§ Work required:
Retyping each entry exactly is the whole task.

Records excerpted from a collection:
- Opening Delimiter -

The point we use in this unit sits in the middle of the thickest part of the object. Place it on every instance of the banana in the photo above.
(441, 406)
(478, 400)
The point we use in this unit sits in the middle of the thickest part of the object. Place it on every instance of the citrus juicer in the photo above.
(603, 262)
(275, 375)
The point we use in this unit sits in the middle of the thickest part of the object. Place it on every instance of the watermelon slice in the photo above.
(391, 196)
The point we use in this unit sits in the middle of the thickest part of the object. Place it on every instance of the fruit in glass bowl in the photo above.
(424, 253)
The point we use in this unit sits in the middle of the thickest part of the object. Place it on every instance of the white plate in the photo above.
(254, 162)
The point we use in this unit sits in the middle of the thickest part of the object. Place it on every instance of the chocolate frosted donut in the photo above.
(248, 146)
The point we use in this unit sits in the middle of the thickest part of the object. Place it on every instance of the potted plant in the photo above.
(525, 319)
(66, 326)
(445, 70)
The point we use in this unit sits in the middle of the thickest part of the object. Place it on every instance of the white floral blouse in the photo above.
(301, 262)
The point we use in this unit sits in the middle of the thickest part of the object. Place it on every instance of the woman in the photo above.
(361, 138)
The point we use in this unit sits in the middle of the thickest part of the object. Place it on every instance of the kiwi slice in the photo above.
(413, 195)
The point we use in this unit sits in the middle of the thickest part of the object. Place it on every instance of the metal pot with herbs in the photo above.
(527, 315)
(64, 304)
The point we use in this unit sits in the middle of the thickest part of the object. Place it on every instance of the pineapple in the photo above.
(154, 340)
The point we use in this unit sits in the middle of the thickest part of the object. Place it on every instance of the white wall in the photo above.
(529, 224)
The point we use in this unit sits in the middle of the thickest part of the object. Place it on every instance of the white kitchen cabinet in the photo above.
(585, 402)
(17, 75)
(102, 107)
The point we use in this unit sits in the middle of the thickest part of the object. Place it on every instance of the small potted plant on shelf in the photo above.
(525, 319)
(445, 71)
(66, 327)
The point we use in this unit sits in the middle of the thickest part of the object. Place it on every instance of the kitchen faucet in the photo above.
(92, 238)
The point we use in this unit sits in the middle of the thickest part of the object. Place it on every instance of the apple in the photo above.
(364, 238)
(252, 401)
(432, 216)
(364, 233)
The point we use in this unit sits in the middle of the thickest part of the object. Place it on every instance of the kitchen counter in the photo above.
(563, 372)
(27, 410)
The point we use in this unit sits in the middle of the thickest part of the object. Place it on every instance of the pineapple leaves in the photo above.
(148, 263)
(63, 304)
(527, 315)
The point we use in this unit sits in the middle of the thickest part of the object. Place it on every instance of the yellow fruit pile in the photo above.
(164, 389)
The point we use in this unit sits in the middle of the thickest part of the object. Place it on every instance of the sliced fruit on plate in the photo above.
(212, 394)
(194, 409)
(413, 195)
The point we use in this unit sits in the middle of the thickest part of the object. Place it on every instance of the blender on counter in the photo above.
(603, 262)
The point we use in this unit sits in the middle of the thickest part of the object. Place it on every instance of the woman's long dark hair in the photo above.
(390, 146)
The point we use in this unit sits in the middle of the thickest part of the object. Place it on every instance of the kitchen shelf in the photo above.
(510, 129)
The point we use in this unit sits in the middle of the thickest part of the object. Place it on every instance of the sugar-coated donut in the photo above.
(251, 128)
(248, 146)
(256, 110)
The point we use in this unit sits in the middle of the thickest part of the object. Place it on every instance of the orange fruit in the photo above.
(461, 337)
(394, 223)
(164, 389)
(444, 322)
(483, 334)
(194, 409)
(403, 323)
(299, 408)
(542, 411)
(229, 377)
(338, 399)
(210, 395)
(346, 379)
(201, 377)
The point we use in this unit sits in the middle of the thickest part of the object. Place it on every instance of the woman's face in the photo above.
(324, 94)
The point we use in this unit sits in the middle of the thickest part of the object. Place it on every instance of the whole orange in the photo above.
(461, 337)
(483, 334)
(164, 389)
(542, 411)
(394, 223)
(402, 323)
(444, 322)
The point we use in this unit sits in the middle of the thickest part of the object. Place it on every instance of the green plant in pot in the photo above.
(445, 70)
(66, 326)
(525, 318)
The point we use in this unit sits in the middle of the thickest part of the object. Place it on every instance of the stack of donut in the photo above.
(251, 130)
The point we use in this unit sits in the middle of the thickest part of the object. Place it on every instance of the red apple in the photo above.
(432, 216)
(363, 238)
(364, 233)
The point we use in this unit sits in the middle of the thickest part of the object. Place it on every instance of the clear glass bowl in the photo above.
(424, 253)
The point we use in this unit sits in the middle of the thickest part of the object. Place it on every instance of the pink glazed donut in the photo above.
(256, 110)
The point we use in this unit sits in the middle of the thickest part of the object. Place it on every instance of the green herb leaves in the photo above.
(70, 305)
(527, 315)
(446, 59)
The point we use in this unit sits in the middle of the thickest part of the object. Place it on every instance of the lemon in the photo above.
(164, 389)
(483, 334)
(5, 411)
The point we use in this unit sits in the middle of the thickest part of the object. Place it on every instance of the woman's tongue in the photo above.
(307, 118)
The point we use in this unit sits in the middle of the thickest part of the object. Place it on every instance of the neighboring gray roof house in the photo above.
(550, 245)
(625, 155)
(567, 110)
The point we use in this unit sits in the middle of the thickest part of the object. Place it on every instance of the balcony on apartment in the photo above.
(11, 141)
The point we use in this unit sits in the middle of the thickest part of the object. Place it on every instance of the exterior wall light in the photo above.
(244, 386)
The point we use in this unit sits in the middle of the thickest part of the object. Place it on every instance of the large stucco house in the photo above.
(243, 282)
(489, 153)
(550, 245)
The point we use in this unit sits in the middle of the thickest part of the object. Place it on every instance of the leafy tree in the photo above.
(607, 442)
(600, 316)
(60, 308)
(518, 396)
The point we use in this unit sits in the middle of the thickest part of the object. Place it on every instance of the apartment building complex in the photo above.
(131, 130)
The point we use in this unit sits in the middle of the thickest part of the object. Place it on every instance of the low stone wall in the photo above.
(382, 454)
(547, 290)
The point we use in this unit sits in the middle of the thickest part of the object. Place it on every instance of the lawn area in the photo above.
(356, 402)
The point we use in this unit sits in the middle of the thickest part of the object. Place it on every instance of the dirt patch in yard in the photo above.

- Closing Delimiter -

§ Solution to this task:
The point we use in this unit sits in the middle of the thickest part of the object. Place it on every instance of the banana in the photo above.
(441, 406)
(478, 400)
The point we use in this unit sits in the middle of the thickest part of the object. Place it on every instance of the citrus juicer in the photo above.
(603, 262)
(275, 375)
The point we use in this unit sits in the middle of the thickest part of the object. Place it on every instance of the watermelon slice in the photo above.
(391, 196)
The point we use in this unit sits in the middle of the thickest part of the object. Place it on every instance of the fruit in glass bowl in the photo above.
(424, 253)
The point we use in this unit sits in the middle of the thickest part of the object. Place it on every instance of the white plate in the photo above.
(254, 162)
The point we use in this unit sits in the middle of the thickest part of the object. Place it on every instance of the chocolate frosted donut in the photo above.
(248, 146)
The point we use in this unit sits in the middle of the thickest part of the object. Place it on every instance of the potted plant in the photo above.
(525, 319)
(66, 326)
(445, 70)
The point we use in this unit sits in the middle of the thickest part of the object. Place it on every instance of the white floral blouse in the photo above.
(301, 262)
The point we use in this unit sits in the middle of the thickest part of the object. Place it on every instance of the woman in the photo above.
(361, 138)
The point we use in this unit sits in the middle of the thickest part of the object. Place it on every instance of the kiwi slice in the photo above.
(413, 195)
The point we use in this unit sits in the middle of the thickest part of the object. Place it on every instance of the metal pot with herbs in the photo above.
(527, 315)
(64, 304)
The point we use in this unit sits in the middle of the thickest part of the object. Place it on every instance of the pineapple in the photo above.
(154, 340)
The point we use in this unit sits in the middle of the thickest part of the object. Place it on every instance of the white wall in the photo above.
(529, 224)
The point we use in this unit sits in the middle of the thickest part of the object. Place it on every instance of the white kitchen cabinet in the photo above.
(585, 402)
(17, 75)
(102, 107)
The point we use in this unit sits in the middle of the thickest part of the object. Place it on every instance of the small potted plant on shelf in the photo above.
(525, 319)
(445, 71)
(66, 327)
The point we use in this unit sits in the middle of the thickest part of the object. Place it on every instance of the kitchen faucet in the photo above.
(92, 238)
The point we use in this unit sits in the middle of the thickest part of the object. Place it on every instance of the apple in the photo above.
(364, 238)
(252, 401)
(432, 216)
(364, 233)
The point we use in this unit sits in the middle of the thickest part of the object. Place it on every instance of the kitchen counter in the photo above.
(563, 372)
(27, 410)
The point we use in this unit sits in the middle of the thickest part of the object. Place it on every instance of the pineapple leaves in the photo above.
(148, 263)
(63, 304)
(527, 315)
The point we use in this unit sits in the middle of the thickest part of the object. Place it on every instance of the yellow fruit pile in the photo above.
(164, 389)
The point we use in this unit sits in the middle of the thickest part of the object. Place it on every instance of the sliced fruit on plate in the photo above.
(212, 394)
(194, 409)
(413, 195)
The point we use in this unit sits in the middle of the thickest part of the object. Place it on every instance of the blender on counter in the photo above.
(603, 262)
The point we use in this unit sits in the middle of the thickest part of the object. Place it on every instance of the woman's long dark hair in the photo above.
(390, 146)
The point we use in this unit sits in the middle of the thickest part of the object. Place it on every instance of the kitchen shelf in the photo above.
(510, 129)
The point we use in this unit sits in the middle of the thickest part of the object. Place it on every instance of the sugar-coated donut in the photo above.
(251, 128)
(248, 146)
(256, 110)
The point we use in this unit sits in the middle of the thickest part of the object. Place it on every instance of the orange fruit in the photo above.
(461, 337)
(394, 223)
(164, 389)
(444, 322)
(483, 334)
(194, 409)
(403, 323)
(299, 408)
(542, 411)
(229, 377)
(338, 399)
(210, 395)
(346, 379)
(201, 377)
The point we use in this unit sits in the middle of the thickest part of the object. Place it on every instance of the woman's face in the photo above.
(324, 94)
The point we use in this unit sits in the middle of the thickest part of the object. Place it on every instance of the whole orange in the photo above.
(461, 337)
(483, 334)
(164, 389)
(542, 411)
(394, 223)
(402, 323)
(444, 322)
The point we use in this unit sits in the middle of the thickest part of the object. Place it on every instance of the green plant in pot in the photo above.
(445, 70)
(66, 326)
(525, 318)
The point we use in this unit sits in the middle of the thickest part of the object. Place it on every instance of the stack of donut in the photo above.
(251, 130)
The point we use in this unit sits in the middle of the thickest part of the object. Place it on every instance of the red apple in the photo above.
(432, 216)
(363, 238)
(364, 233)
The point we use in this unit sits in the middle of the thickest part of the object. Place it on every instance of the clear glass bowl in the photo above.
(424, 253)
The point we use in this unit sits in the middle of the thickest part of the object. Place it on every instance of the pink glazed donut in the photo above.
(256, 110)
The point we use in this unit sits in the middle of the thickest part of the object. Place it on every instance of the green herb leaves in the photo above.
(70, 305)
(527, 315)
(446, 59)
The point we use in this unit sits in the middle of the thickest part of the object. Place it on every instance of the lemon in the photo above.
(164, 389)
(483, 334)
(5, 411)
The point we use in this unit sits in the middle of the thickest part of the object. Place it on every instance of the woman's tongue in the photo above.
(307, 118)
The point we use in this unit sits in the middle of the thickest part of the object. Place it on every instance of the neighboring gray roof house in the photo above.
(550, 245)
(625, 155)
(567, 110)
The point we use in this unit sits in the middle of the thickest part of the object. Place it on every instance of the balcony on apartment in the photo above.
(11, 141)
The point we use in this unit sits in the middle of the thickest part of the object. Place it on every instance of the exterior wall light in the photo above.
(244, 386)
The point we use in this unit sits in the middle of the thickest part of the object. Place it on every instance of the large stucco house in the photo above.
(243, 282)
(489, 153)
(550, 245)
The point we use in this unit sits in the middle of the thickest part of the object. Place it on every instance of the leafy tree in the photo above.
(607, 442)
(600, 316)
(60, 308)
(518, 396)
The point we use in this unit sits in the middle of the thickest part of the object. Place it on every instance of the apartment building complex in the photo above.
(131, 130)
The point we use in this unit sits in the middle of the thickest part of the object. Place it on every instance of the low stone wall in the photo above.
(382, 454)
(547, 290)
The point we use in this unit sits in the middle of the thickest part of the object. Place it on every instance of the lawn area in the photo above.
(356, 402)
The point we use in this unit sits in the middle of the thickest part of the object. Place it on every instance of the dirt patch in yard in the photo above.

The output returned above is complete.